### ASSIGNMENT
Only the number is needed: the count of lines in the records with the word "above".
§
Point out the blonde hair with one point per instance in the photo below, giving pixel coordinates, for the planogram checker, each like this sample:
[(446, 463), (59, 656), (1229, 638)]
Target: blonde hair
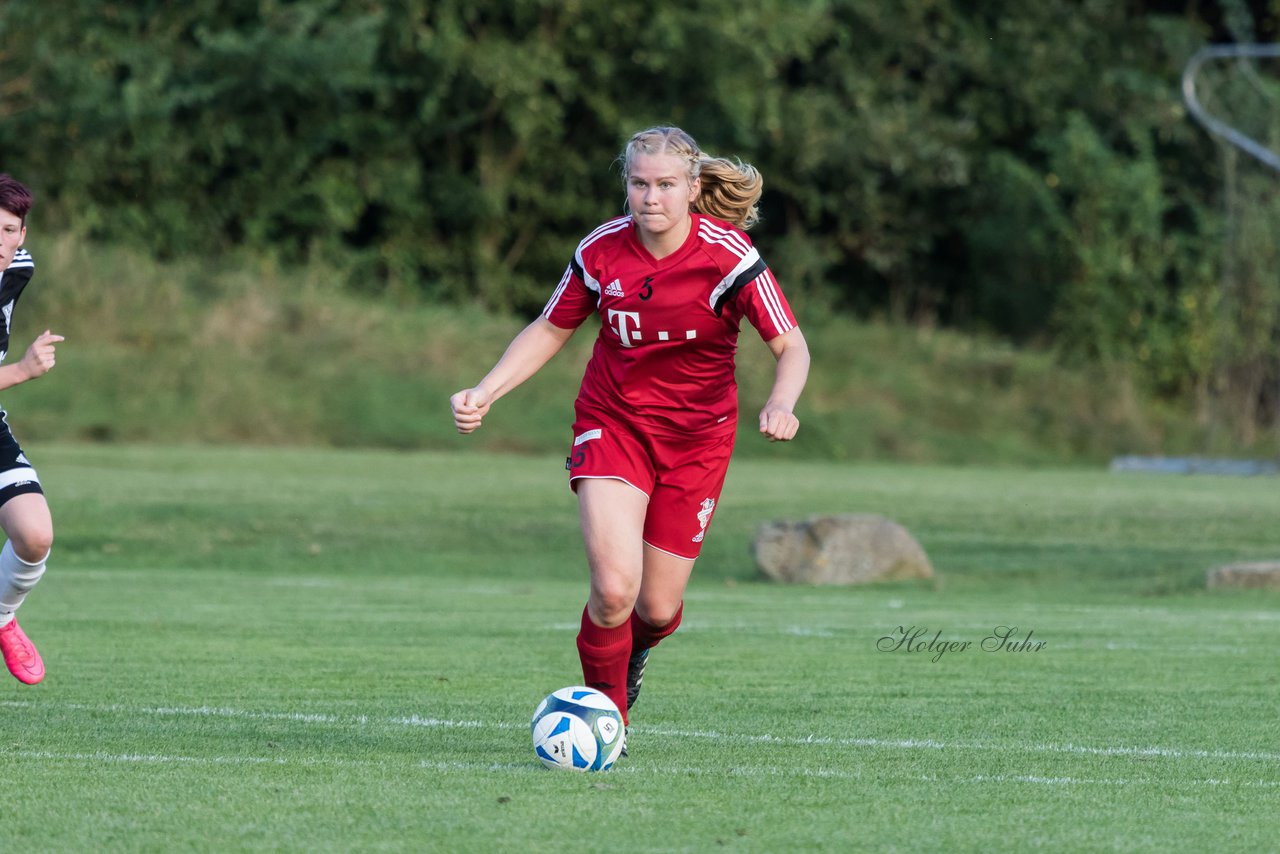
[(731, 188)]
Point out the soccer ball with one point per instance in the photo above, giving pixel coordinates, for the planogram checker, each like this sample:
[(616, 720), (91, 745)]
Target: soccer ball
[(577, 729)]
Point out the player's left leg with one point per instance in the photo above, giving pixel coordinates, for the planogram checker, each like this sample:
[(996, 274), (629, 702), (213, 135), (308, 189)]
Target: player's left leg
[(30, 535), (657, 612), (690, 476)]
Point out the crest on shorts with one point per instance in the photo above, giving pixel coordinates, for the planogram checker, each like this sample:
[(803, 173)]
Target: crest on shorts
[(704, 516)]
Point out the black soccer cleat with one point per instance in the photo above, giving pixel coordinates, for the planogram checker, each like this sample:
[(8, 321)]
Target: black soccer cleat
[(635, 676)]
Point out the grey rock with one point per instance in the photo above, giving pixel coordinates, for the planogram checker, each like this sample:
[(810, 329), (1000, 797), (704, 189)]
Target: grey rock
[(1261, 574), (840, 549)]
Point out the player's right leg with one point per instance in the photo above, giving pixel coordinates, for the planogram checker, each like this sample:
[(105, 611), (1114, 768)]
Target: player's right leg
[(612, 515), (30, 534)]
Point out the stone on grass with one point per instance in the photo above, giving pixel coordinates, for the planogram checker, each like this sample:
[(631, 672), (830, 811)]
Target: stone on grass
[(840, 549), (1261, 574)]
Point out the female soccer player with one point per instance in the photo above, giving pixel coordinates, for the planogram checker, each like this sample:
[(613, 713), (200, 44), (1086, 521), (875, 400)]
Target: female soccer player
[(657, 410), (23, 511)]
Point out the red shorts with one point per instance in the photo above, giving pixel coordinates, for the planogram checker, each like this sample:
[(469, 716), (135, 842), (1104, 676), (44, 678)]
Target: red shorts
[(681, 475)]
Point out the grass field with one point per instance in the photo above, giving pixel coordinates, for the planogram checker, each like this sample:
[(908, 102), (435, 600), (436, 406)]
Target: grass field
[(339, 651)]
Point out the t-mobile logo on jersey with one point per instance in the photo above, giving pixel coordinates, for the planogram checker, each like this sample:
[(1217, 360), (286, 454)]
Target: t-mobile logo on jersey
[(629, 328), (629, 323)]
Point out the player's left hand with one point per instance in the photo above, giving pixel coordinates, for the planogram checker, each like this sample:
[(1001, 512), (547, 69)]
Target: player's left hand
[(777, 423)]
§
### SOLVED PROBLEM
12